> [EXERCISE PROMPT]
Exact repetition of the data is the whole task.

> [MATERIAL TO PROCESS]
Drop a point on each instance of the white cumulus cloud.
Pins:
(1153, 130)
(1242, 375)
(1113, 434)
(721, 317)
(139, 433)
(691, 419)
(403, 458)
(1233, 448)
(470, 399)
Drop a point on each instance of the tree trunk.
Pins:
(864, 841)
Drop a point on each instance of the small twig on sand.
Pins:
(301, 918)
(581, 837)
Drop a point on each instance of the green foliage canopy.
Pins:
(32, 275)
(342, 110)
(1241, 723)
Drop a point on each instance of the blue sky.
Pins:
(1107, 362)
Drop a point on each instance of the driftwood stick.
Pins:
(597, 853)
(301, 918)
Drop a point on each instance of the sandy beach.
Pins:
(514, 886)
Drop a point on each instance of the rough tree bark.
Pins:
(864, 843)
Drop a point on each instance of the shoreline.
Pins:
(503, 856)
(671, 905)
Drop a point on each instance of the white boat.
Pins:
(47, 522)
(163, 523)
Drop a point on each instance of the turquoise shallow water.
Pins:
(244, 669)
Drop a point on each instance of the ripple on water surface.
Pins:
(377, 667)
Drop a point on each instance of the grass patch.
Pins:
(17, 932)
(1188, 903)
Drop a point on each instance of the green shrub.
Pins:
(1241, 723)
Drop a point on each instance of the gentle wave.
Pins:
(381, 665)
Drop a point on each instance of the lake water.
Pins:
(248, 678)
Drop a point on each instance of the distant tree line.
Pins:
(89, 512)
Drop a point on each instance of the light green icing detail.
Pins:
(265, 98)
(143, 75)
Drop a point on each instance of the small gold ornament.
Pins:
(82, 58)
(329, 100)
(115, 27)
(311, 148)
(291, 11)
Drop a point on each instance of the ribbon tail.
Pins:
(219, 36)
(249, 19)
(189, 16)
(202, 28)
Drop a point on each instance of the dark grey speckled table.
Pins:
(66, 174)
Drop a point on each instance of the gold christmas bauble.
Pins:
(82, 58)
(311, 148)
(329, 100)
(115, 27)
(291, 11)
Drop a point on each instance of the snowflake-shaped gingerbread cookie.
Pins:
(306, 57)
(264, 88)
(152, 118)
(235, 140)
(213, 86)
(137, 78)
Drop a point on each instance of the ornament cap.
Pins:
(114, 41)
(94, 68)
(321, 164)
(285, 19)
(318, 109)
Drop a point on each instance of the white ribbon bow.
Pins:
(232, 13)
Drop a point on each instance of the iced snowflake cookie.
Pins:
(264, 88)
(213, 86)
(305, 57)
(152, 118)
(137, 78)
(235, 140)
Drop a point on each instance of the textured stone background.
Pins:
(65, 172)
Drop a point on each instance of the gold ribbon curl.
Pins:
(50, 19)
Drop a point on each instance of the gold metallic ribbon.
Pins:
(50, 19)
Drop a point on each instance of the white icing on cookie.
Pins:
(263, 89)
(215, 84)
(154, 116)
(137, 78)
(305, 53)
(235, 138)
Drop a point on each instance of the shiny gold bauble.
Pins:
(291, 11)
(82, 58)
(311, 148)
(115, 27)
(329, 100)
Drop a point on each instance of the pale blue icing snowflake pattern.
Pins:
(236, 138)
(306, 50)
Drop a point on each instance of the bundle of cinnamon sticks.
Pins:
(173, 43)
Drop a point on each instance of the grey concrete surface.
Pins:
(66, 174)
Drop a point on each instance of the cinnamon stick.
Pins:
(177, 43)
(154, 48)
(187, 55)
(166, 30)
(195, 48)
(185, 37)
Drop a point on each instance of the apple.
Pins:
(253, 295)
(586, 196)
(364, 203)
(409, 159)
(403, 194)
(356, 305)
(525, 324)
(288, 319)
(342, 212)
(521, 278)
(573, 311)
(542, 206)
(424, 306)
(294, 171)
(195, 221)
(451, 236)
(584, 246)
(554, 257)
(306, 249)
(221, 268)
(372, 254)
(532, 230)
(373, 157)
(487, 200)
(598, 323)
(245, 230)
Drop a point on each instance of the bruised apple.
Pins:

> [SOLUTION TO THE PROBLEM]
Drop a point on each instance of the white cumulus cloud.
Pins:
(1153, 130)
(1242, 375)
(1113, 434)
(721, 317)
(139, 433)
(691, 419)
(403, 458)
(1233, 448)
(470, 399)
Drop a point on each instance of the tree trunk.
Pins:
(864, 841)
Drop a point on each instance of the small twig on sand.
Pins:
(301, 918)
(581, 837)
Drop a point on each instance of the green foliage canopy.
Pins:
(32, 275)
(342, 110)
(1241, 723)
Drop a point on each instance of the blue sky.
Pins:
(1107, 362)
Drop a point on each instance of the driftwood stick.
Pins:
(597, 853)
(301, 918)
Drop a point on each instance of the sandy beach.
Pins:
(514, 886)
Drop a point on each instance of the rough tree bark.
Pins:
(864, 843)
Drop a point on each instance of the shoreline.
Pins:
(503, 856)
(671, 905)
Drop a point on each instance of the white boat.
Pins:
(47, 522)
(163, 523)
Drop a point on each instance of the turquoise shallow water.
Pins:
(244, 669)
Drop a point on each instance of the ripple on water surface.
Pins:
(377, 667)
Drop a point on each instance of the grass patch.
Pins:
(17, 932)
(1188, 903)
Drop a point on each instance of the green shrub.
Pins:
(1241, 723)
Drop a point on each instance of the gentle wave.
Pins:
(381, 665)
Drop a point on each instance of the lake water.
Pins:
(248, 678)
Drop a point on each instance of the distant tree line.
Pins:
(89, 512)
Drop a point on each instance of the light green icing detail.
Pins:
(265, 98)
(143, 75)
Drop a point on each instance of the small gold ornament.
Pins:
(82, 58)
(329, 100)
(115, 27)
(311, 148)
(291, 11)
Drop a point on each instance of the ribbon tail.
Pins:
(219, 36)
(249, 19)
(189, 16)
(202, 28)
Drop a point on each instance of the dark grey speckled table.
Pins:
(66, 174)
Drop a point on each instance of the gold christmas bauble.
Pins:
(82, 58)
(311, 148)
(329, 100)
(115, 27)
(291, 11)
Drop a point on each instance of the snowflake-shaped gingerbread cookie.
Pins:
(306, 57)
(264, 88)
(152, 118)
(235, 140)
(213, 86)
(137, 78)
Drop a point on each instance of the ornament cap.
Pins:
(114, 41)
(94, 68)
(321, 164)
(285, 19)
(318, 109)
Drop a point on each instance of the white ribbon bow.
Pins:
(232, 13)
Drop a point on each instance of the iced snowflake cookie.
Pins:
(264, 88)
(213, 86)
(305, 57)
(152, 118)
(137, 78)
(235, 140)
Drop a point on each instance of the textured stone background.
Pins:
(65, 172)
Drop a point on each instance of the gold ribbon curl.
Pins:
(50, 19)
Drop a point on each instance of the gold metallic ribbon.
Pins:
(50, 19)
Drop a point on each instance of the white icing on cookie.
Pins:
(263, 89)
(215, 84)
(154, 116)
(137, 78)
(305, 53)
(235, 138)
Drop a point on each instance of the shiny gold bauble.
Pins:
(291, 11)
(82, 58)
(311, 148)
(115, 27)
(329, 100)
Drop a point on each instance of the pale blue icing snowflake pattern.
Pins:
(236, 138)
(306, 50)
Drop a point on each instance of the bundle of cinnamon sticks.
Pins:
(173, 43)
Drop a point on each instance of the grey concrete surface.
Pins:
(66, 174)
Drop a point on each instance of the cinnamon stick.
Pins:
(177, 43)
(154, 48)
(187, 55)
(166, 30)
(195, 48)
(185, 37)
Drop a point on each instance of the apple.
Pins:
(253, 295)
(586, 196)
(364, 203)
(409, 159)
(403, 194)
(356, 305)
(525, 324)
(288, 319)
(342, 212)
(521, 278)
(573, 311)
(542, 206)
(424, 306)
(294, 171)
(195, 221)
(451, 236)
(584, 246)
(554, 257)
(306, 249)
(221, 268)
(372, 254)
(532, 230)
(373, 157)
(487, 200)
(598, 323)
(245, 230)
Drop a point on each instance of the bruised apple.
Pins:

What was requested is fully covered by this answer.